What is being asked =>
Take all the material and copy it exactly.

Provided data =>
--- --- ---

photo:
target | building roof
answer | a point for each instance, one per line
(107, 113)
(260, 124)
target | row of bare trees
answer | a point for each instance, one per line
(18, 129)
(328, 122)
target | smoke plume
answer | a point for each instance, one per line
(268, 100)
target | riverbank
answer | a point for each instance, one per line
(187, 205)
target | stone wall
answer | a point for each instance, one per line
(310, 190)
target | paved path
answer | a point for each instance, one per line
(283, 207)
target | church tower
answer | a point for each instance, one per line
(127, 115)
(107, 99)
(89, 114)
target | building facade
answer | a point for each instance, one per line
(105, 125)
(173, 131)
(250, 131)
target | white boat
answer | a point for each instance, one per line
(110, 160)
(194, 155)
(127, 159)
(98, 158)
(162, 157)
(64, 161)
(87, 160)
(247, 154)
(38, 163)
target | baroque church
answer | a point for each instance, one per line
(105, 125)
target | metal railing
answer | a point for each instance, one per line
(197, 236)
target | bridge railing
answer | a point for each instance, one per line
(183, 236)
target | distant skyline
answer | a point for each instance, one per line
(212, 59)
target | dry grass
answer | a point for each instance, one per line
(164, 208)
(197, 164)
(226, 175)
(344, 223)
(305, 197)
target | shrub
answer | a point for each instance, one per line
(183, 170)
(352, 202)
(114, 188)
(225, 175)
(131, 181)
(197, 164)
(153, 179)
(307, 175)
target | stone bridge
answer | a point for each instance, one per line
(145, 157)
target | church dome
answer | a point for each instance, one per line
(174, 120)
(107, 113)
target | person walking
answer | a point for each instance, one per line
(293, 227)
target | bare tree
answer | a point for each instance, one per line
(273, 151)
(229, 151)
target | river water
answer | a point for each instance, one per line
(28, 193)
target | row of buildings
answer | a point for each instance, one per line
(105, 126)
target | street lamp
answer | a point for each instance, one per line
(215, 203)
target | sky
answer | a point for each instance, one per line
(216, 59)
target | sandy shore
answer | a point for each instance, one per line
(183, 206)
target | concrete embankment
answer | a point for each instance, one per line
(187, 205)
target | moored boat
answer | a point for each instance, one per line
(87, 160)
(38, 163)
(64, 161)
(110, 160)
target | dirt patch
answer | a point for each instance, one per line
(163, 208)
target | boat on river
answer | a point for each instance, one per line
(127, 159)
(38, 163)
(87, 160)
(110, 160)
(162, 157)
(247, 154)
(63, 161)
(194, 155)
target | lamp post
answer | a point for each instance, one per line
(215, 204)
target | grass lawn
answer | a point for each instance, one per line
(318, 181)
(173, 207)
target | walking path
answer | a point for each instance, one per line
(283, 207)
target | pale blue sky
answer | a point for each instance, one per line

--- --- ---

Correct result =>
photo:
target | building roof
answer | a point for each instance, one per line
(107, 113)
(260, 124)
target | row of bare trees
answer | a point for each instance, one per line
(18, 129)
(328, 122)
target | smoke plume
answer | a point for each instance, one per line
(268, 100)
target | riverbank
answer | a point for each instance, one per line
(187, 205)
target | stone wall
answer | a point for each instance, one per line
(310, 190)
target | paved path
answer | a point for each instance, one per line
(283, 207)
target | church tower
answer | a point for each instance, one per line
(127, 115)
(107, 99)
(89, 114)
target | building facade
answer | a point for each instance, one per line
(105, 125)
(173, 131)
(250, 131)
target | white boat
answer | a point for each instance, one per line
(110, 160)
(194, 155)
(127, 159)
(98, 158)
(162, 157)
(64, 161)
(87, 160)
(247, 154)
(38, 163)
target | baroque church
answer | a point for each instance, one per line
(105, 125)
target | metal railing
answer | a point for each instance, one per line
(197, 236)
target | bridge railing
answer | a point for each instance, one per line
(183, 236)
target | distant skyline
answer | a point for each instance, one per line
(212, 59)
target | dry grass
answer | a point for each instance, one per line
(164, 208)
(197, 164)
(226, 175)
(344, 223)
(305, 197)
target | shrub
answer | a point for each instance, one per line
(183, 170)
(352, 202)
(114, 188)
(225, 175)
(131, 181)
(197, 164)
(153, 179)
(307, 175)
target | stone bridge
answer | a point for each instance, one per line
(145, 157)
target | church dome
answer | a point for each instance, one per line
(174, 120)
(107, 113)
target | person walking
answer | a point for each instance, one per line
(293, 227)
target | bare tree
answer | a point for each instance, one per line
(273, 151)
(229, 151)
target | river water
answer | a point for each instance, one per line
(28, 193)
target | row of buildings
answer | a point for each instance, one per line
(105, 126)
target | street lamp
answer | a point for each instance, one per line
(215, 203)
target | sky
answer | a point for each instance, one per line
(216, 59)
target | sandy shore
answer | a point for each instance, one per line
(183, 206)
target | concrete embankment
answer | a point for each instance, one per line
(187, 205)
target | moored boat
answer | a point for each instance, one per line
(87, 160)
(38, 163)
(64, 161)
(110, 160)
target | dirt patch
answer | a point for each instance, one per line
(163, 208)
target | boat on river
answer | a point for each instance, one per line
(127, 159)
(38, 163)
(87, 160)
(110, 160)
(162, 157)
(247, 154)
(63, 161)
(194, 155)
target | lamp post
answer | a point for each instance, one per line
(215, 204)
target | grass lawn
answer | a point for each instance, one per line
(318, 181)
(173, 207)
target | walking path
answer | a point for each instance, one per line
(283, 207)
target | pale blue sky
answer | a point for each instance, one per line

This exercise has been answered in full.